[Records from a dataset]
•••••
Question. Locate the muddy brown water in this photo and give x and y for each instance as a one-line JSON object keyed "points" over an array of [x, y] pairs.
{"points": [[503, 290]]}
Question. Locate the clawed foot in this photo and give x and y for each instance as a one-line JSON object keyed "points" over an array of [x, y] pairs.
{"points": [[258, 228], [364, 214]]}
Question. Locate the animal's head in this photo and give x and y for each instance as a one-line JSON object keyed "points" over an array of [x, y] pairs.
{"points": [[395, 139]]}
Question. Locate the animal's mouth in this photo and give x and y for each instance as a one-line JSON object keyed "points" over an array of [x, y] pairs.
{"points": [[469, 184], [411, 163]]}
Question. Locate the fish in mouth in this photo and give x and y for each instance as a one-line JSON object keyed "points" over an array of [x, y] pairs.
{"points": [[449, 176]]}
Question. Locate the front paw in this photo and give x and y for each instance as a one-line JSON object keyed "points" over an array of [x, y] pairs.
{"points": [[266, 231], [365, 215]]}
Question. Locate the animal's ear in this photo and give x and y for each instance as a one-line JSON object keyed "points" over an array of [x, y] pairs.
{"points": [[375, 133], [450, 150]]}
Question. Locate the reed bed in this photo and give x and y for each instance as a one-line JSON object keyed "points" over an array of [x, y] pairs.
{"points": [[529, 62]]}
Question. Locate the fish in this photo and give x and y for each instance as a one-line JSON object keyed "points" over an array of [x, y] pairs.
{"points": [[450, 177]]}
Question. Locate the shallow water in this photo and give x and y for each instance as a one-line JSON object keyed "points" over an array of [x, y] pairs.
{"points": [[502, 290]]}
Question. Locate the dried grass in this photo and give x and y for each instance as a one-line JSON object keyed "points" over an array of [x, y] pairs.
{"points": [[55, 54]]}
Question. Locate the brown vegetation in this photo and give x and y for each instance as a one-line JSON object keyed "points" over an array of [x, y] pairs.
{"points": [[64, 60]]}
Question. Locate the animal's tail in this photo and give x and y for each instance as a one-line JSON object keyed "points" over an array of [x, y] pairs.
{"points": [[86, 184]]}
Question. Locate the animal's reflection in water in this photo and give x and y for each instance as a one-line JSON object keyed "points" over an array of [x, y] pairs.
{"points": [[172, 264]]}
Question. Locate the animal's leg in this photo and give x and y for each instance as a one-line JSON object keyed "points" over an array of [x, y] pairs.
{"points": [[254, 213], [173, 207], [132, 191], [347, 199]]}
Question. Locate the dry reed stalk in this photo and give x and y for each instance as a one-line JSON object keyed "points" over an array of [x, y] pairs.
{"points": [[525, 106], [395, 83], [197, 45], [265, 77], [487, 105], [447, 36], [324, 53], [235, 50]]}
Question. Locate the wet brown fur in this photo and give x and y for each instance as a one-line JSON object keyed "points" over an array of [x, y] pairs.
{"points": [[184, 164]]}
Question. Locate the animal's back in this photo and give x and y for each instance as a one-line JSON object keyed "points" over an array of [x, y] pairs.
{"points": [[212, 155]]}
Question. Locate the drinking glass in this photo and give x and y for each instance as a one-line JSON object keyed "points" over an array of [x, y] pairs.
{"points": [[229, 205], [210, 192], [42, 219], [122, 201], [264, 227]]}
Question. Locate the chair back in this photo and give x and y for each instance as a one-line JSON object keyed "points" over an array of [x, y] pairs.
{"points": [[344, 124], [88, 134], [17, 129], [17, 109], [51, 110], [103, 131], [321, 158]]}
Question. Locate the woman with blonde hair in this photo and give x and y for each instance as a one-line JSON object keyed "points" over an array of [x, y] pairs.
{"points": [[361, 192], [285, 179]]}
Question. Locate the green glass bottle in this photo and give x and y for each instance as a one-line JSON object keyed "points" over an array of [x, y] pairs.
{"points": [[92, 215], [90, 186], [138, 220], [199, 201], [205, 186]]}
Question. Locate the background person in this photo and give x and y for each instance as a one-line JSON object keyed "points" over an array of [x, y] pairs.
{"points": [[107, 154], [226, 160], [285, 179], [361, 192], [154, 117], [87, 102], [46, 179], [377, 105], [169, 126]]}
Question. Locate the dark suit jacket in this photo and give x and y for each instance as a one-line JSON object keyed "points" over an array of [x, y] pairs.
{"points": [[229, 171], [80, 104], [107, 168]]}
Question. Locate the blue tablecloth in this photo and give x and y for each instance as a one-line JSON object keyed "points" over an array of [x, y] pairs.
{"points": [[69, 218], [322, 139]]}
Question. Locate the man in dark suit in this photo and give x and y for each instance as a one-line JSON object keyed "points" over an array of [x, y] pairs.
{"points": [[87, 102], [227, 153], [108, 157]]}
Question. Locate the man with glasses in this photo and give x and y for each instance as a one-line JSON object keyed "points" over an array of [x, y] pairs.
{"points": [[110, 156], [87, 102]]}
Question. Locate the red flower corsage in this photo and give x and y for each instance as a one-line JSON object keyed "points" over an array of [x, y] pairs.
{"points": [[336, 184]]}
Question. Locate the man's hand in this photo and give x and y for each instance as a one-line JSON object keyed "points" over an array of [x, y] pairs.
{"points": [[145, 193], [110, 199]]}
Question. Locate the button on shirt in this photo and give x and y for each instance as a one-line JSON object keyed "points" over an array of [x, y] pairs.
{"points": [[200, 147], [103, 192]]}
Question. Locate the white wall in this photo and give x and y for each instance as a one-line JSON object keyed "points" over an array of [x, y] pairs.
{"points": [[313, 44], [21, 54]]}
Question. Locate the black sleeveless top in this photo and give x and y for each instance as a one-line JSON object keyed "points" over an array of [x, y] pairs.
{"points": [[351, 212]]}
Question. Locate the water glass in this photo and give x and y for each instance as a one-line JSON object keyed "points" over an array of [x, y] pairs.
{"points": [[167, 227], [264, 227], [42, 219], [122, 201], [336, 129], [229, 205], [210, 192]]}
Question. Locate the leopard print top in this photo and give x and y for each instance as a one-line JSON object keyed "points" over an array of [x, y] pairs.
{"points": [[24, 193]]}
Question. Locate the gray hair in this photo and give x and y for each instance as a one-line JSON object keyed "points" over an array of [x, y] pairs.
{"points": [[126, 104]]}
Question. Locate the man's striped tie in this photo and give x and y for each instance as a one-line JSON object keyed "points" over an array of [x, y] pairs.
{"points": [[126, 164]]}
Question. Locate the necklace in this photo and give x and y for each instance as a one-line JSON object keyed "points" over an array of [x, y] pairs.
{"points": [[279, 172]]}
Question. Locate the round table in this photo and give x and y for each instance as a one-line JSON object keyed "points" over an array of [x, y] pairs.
•••••
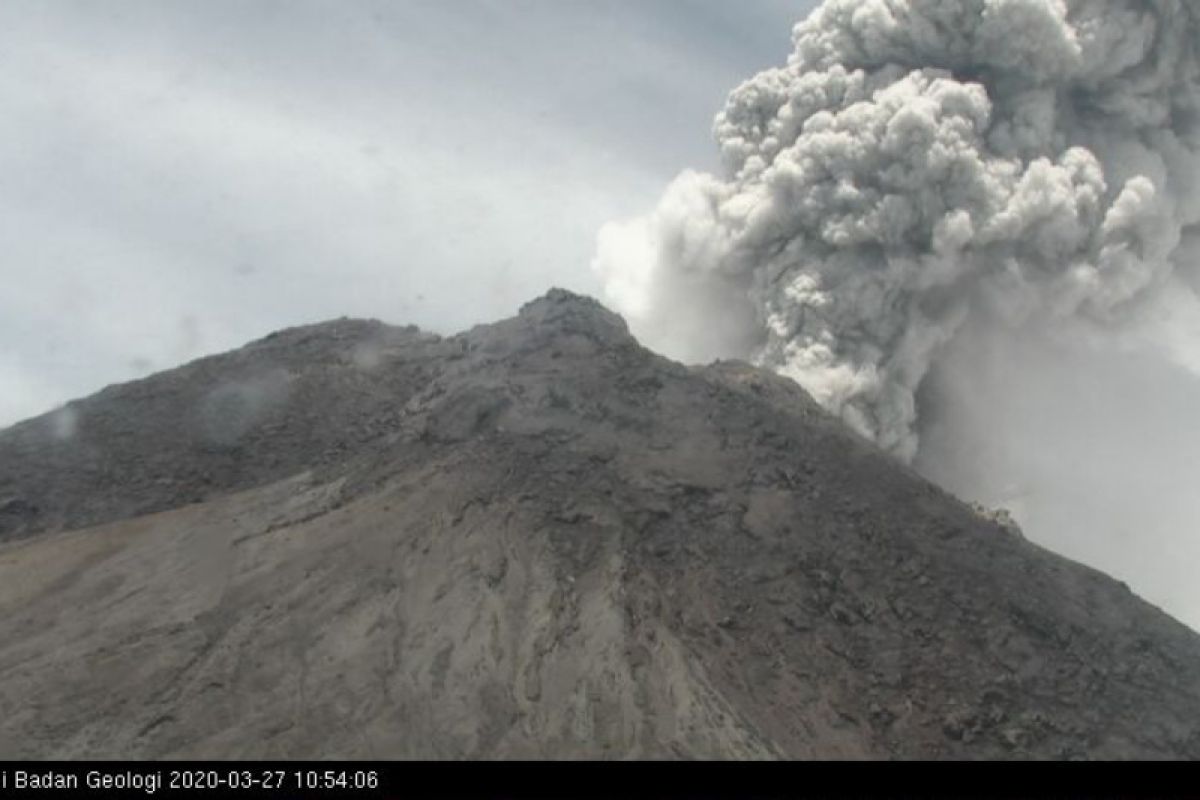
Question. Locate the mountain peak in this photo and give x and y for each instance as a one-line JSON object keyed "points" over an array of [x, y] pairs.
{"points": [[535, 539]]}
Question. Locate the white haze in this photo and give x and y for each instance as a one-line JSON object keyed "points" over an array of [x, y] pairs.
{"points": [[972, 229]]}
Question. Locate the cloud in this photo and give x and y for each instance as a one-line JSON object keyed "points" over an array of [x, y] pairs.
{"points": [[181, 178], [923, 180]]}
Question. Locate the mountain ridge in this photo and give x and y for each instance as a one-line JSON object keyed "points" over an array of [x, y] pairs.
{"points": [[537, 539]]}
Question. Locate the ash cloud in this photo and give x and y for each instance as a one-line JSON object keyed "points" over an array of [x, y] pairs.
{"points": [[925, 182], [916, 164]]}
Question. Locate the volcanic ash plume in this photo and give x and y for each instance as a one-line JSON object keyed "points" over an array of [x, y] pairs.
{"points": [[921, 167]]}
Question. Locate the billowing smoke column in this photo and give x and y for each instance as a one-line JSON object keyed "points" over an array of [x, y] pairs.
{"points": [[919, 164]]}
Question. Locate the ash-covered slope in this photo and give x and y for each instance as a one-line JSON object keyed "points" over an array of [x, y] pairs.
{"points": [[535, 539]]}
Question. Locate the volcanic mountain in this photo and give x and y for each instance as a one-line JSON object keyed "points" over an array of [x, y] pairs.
•••••
◆ **Work instructions**: Pick out each line in the records above that contains the word "reed". Matching is case-sensitive.

◆ **The reply**:
Question. Locate the reed bed in this photo and give x and y for each instance as a one-line JSON object keyed "points" over an array of [x, y] pairs.
Question. Locate the dry reed stalk in this photo and give x and y for each instance as a one-line JSON object keyed "points" over an array of [x, y] pairs.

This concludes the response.